Extracted data entries:
+===+

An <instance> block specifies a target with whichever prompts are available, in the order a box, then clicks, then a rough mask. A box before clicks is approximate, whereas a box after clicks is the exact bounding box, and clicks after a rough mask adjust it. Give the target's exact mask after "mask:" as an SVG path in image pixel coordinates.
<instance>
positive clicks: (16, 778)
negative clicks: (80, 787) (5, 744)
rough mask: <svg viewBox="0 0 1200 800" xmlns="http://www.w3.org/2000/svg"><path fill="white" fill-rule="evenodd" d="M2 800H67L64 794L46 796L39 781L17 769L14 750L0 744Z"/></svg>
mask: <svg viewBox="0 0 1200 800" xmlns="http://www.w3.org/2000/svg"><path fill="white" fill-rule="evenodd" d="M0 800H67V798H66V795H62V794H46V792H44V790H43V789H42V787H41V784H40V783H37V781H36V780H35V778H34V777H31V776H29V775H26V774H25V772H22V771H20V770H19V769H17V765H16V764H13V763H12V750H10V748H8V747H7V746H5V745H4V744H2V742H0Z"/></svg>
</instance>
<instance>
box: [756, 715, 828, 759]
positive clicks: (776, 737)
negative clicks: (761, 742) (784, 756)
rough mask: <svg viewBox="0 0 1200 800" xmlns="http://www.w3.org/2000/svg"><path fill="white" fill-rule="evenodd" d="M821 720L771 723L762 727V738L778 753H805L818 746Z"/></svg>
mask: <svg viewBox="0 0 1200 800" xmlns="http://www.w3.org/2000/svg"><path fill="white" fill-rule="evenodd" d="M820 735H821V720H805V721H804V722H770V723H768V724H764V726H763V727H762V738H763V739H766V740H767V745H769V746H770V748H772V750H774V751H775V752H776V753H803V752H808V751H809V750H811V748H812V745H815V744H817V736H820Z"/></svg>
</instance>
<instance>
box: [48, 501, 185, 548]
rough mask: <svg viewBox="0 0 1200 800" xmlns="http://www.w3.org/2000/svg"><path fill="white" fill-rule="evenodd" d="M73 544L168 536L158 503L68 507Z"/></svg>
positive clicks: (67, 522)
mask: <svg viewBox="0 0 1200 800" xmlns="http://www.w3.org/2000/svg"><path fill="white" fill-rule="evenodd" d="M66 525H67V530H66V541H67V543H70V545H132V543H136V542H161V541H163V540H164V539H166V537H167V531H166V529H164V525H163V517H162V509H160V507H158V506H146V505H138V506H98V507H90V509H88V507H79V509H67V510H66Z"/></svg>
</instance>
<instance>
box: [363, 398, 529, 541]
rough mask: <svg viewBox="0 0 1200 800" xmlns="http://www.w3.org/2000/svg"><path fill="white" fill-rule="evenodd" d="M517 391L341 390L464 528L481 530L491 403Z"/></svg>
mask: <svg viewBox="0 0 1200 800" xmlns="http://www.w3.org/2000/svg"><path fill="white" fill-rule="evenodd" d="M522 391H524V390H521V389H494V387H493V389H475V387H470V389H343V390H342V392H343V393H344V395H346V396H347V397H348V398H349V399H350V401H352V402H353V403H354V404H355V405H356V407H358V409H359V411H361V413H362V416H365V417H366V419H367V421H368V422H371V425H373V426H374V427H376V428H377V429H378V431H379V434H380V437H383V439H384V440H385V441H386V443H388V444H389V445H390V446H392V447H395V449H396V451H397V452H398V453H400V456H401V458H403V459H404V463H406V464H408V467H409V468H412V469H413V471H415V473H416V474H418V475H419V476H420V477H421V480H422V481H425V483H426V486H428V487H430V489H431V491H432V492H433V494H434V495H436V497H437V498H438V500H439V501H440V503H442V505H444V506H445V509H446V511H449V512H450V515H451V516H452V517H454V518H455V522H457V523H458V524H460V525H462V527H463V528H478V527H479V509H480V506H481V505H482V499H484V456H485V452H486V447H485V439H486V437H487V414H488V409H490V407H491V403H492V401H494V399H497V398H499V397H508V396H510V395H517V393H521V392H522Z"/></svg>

+===+

- **TRY IT**:
Starting with the first line of the records above, give back each line exactly until the line with "negative clicks: (80, 787) (5, 744)" has been given as well.

- **SOLUTION TO THIS TASK**:
An <instance> block specifies a target with whichever prompts are available, in the order a box, then clicks, then a rough mask. A box before clicks is approximate, whereas a box after clicks is the exact bounding box, and clicks after a rough mask adjust it. Give the target's exact mask after "mask:" as an SVG path in image pixel coordinates.
<instance>
positive clicks: (16, 778)
negative clicks: (80, 787) (5, 744)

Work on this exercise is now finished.